Request – Print each of the records below word for word, and leave the pictures out of your answer.

Input data –
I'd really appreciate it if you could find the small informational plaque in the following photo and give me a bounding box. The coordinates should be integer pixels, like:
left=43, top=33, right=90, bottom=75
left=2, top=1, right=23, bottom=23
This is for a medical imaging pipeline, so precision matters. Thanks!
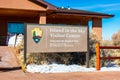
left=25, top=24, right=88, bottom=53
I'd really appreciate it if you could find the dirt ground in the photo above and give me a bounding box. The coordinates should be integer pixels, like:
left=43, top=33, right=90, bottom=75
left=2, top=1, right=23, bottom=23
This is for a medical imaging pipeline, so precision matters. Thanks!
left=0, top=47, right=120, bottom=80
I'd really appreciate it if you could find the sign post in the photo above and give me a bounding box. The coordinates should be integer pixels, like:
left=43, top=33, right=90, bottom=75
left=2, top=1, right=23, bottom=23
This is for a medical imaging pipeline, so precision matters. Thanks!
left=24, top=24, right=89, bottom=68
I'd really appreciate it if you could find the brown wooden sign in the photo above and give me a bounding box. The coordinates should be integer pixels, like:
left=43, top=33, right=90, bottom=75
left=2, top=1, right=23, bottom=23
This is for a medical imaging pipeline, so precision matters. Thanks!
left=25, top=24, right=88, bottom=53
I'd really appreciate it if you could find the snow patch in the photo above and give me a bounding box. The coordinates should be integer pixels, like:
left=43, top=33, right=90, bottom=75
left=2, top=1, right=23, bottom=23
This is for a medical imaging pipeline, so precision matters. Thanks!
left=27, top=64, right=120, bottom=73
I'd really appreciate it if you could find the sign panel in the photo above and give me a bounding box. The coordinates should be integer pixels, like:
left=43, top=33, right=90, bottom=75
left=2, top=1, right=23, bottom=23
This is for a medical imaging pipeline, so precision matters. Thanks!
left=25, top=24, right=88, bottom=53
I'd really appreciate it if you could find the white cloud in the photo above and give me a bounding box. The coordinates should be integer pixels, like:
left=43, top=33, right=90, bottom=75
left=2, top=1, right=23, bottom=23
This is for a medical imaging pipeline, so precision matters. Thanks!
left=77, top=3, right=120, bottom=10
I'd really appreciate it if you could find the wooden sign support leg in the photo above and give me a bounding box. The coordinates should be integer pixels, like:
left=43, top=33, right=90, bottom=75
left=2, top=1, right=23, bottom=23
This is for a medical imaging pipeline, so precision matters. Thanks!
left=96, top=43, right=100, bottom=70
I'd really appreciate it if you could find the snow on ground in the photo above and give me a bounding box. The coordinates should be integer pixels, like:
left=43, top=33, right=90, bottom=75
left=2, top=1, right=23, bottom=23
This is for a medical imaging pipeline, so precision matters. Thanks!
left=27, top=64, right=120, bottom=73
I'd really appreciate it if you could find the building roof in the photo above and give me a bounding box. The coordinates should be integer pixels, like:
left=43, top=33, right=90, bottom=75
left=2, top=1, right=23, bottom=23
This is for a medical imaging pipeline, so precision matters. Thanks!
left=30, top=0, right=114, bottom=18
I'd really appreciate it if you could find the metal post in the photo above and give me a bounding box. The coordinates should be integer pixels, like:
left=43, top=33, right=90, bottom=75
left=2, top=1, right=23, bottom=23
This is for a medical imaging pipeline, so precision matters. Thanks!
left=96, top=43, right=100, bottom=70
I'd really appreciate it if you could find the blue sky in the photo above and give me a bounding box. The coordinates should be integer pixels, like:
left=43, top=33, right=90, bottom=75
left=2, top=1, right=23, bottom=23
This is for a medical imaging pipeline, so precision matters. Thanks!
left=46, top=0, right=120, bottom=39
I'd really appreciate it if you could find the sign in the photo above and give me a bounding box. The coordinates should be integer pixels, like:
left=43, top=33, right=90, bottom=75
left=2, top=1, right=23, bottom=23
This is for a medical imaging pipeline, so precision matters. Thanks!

Answer in full –
I'd really appreciate it if you could find the small informational plaque in the following photo and give me a bounding box. The coordinates should be integer pixels, like:
left=43, top=33, right=90, bottom=75
left=2, top=1, right=23, bottom=23
This is for a medical imaging pipeline, so precision matters. Thanks!
left=25, top=24, right=88, bottom=53
I'd really appreciate it if you could find the dirt ground in the photo above and give me a bounding box. The coordinates should be integer pixels, like:
left=43, top=33, right=90, bottom=75
left=2, top=1, right=23, bottom=23
This is for a medical imaging pipeline, so precision matters. Thanks!
left=0, top=47, right=120, bottom=80
I'd really appreciate it if you could find the sign post in the photo above and give me a bounding box. The coordinates should be integer pixels, like:
left=43, top=33, right=90, bottom=75
left=2, top=1, right=23, bottom=23
This is for a medical imaging pipeline, so precision matters. Thanks!
left=24, top=24, right=89, bottom=68
I'd really appreciate it if you could find the brown wooden sign in the photo above and give me a bounding box. The coordinates should be integer pixels, like:
left=43, top=33, right=90, bottom=75
left=2, top=1, right=23, bottom=23
This is for a medical imaging pipeline, so precision matters. Thanks!
left=25, top=24, right=88, bottom=53
I'd really appreciate it if you could find the snow patch in the photo above and give me a bounding box. The coordinates should be integer pixels, like:
left=43, top=33, right=90, bottom=75
left=2, top=1, right=23, bottom=23
This is for a medical imaging pipeline, so precision matters. Thanks!
left=27, top=64, right=120, bottom=73
I'd really appreciate it if you could find the sign panel in the photo above and give me a bounding box. The coordinates should be integer pixels, like:
left=43, top=33, right=90, bottom=75
left=2, top=1, right=23, bottom=23
This is for a medical imaging pipeline, so precision matters. Thanks!
left=25, top=24, right=88, bottom=53
I'd really appreciate it if you could find the white cloud in the photo above and give me a bounding box. The coordinates should be integer pixels, like:
left=43, top=33, right=90, bottom=75
left=2, top=1, right=23, bottom=23
This is for a medical imaging pipeline, so precision matters. Thanks!
left=77, top=3, right=120, bottom=10
I'd really appreciate it if you could find the wooden sign support leg in the photo above and give me a bounding box. The coordinates should be integer pixels, like:
left=43, top=33, right=90, bottom=75
left=2, top=1, right=23, bottom=23
This is for a medical imaging pipeline, so precision matters. Thanks!
left=96, top=43, right=100, bottom=70
I'd really appreciate it if you could find the snow on ground in the photo above and give me a bounding box. The coordinates should be integer pixels, like:
left=43, top=33, right=90, bottom=75
left=2, top=1, right=23, bottom=23
This is for a medical imaging pipeline, so precision matters. Thanks!
left=27, top=64, right=120, bottom=73
I'd really appreciate it if you could find the building roof in the photo above and give me a bounding box. The coordinates should be integer pixels, like:
left=43, top=33, right=90, bottom=75
left=2, top=1, right=23, bottom=23
This is for a medical imaging pipeline, so precision matters. Thanks!
left=30, top=0, right=114, bottom=18
I'd really appreciate it if you could find the metal post in the photo above and give me a bounding box. The coordinates should be integer pixels, like:
left=43, top=33, right=90, bottom=75
left=2, top=1, right=23, bottom=23
This is for a medical imaging pipeline, so precision matters. Thanks!
left=96, top=43, right=100, bottom=70
I'd really appreciate it if you could find the blue sky in the photo above and give me a bounding box. The coordinates should be integer pixels, like:
left=43, top=33, right=90, bottom=75
left=2, top=1, right=23, bottom=23
This is for a medical imaging pipeline, so precision matters. Thanks!
left=46, top=0, right=120, bottom=39
I'd really appreciate it if you could find the sign in the photo above and give me a bounding box. The coordinates should be integer pixels, like:
left=43, top=33, right=90, bottom=75
left=2, top=1, right=23, bottom=23
This is for a medical imaging pipeline, so precision matters. Thanks!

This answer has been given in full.